-------- Page excerpt

Fathers
- JLNicholson

- Jul 23
- 4 min read

What would I say to the man?
I never met you. You were twenty when I was conceived, married to someone else. You knew about the pregnancy. And still, you walked away. You erased me before I had a name. Society helped you vanish because you were a man. You died before I ever heard your voice.
I have conversations with you in my head. Half-formed thoughts, flickers of scenes. They don’t always make sense. They come in fragments, like static. But they feel normal now. Familiar.
I imagine the setting—a quiet room, a park bench, a worn-down country pub. You’re across from me. Weathered, not cruel. Your eyes never settle. Mine don’t either.
Me: You knew. You knew I existed.
Terry: I did, Peggy told me (and then there is a pause)
Me: Why didn’t you do something?
Terry (quietly): It wasn’t simple. I was young. I was married. It was 1964.
Me: Your family acts like I’m a ghost.

----------------

What you should do: Write the next part of the essay about the father who walked away, picking up after the line "Your family acts like I’m a ghost." The records that come next are drawn from a separate source and have no connection to the essay about the absent father.

-------- Records

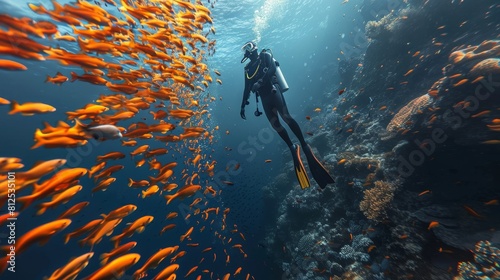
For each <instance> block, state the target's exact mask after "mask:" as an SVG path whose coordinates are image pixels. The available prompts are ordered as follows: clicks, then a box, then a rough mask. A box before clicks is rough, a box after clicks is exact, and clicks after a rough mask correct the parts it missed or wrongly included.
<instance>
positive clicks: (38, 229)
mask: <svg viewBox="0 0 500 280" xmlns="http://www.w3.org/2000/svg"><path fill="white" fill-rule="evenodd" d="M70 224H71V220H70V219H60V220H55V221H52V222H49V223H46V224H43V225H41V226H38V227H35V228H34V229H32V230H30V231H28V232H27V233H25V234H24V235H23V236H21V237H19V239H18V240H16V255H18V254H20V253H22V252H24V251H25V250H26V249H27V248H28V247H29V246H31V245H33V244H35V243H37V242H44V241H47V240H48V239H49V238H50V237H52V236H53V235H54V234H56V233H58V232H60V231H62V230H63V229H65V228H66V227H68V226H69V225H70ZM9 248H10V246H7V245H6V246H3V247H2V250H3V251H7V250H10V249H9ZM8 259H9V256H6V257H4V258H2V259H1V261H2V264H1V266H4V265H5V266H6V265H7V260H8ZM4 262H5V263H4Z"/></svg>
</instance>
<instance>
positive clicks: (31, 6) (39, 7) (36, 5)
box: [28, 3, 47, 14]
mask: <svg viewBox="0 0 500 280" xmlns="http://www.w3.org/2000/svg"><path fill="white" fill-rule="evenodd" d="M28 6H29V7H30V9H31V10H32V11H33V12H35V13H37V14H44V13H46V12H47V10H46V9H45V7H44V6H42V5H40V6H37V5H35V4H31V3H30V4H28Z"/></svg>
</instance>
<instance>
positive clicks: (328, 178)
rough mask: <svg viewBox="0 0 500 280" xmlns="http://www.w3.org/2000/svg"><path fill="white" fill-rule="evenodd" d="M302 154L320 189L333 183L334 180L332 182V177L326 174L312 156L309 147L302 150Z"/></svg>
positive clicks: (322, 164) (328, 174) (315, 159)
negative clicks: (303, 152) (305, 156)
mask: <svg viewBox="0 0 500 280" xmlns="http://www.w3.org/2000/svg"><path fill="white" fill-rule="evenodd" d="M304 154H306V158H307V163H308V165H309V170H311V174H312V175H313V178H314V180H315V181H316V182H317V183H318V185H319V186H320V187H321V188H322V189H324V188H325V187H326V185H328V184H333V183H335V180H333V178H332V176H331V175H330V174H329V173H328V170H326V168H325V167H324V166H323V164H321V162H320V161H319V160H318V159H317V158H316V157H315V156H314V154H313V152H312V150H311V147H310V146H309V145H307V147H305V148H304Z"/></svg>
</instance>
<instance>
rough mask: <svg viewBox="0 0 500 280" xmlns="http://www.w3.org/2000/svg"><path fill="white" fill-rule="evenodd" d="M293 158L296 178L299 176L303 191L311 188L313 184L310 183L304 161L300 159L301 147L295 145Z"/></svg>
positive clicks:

----------------

Answer to this problem:
Terry: Maybe I was ashamed. Maybe I thought I’d fix it later. There wasn’t a later. Maybe I never even gave you a thought!
Me: You don’t get to hide behind death. I’m still here. Trying to fill in your silence.
Each version of you plays out differently. Sometimes you apologise. Sometimes you defend yourself. Sometimes you say nothing at all. I’m the writer, the actor, and the audience of this endless play and you are somewhere off prompt.
When the scene starts now, I try to stop it. I remind myself: It’s just a thought. Just a feeling. And I look for something beautiful:Rain falling from the sky.A butcher bird I named Barry, calling from the trees.The distant sound of a dog barking into a warm night.That damn rooster that sounds so far away, yet when the wind is right, he sounds just beyond the fence.
That’s how grief works. It shifts. It changes shape. It responds to the weather.
I didn’t know I was adopted until I was twenty-one. I didn’t know details about you, Terry about you until I was fifty-five. And still, your absence reaches back, retrofitting memories that once felt whole. It doesn’t hit like a collapse. It tilts the floor gradually. And suddenly, everything’s uneven. I feel like I am walking up to that impossibly small door with the piano at the end of it from Willy Wonka and the Chocolate Factory.
You start asking yourself questions you never knew existed.Who am I really?What of me was always mine?What crept in, uninvited and unnamed?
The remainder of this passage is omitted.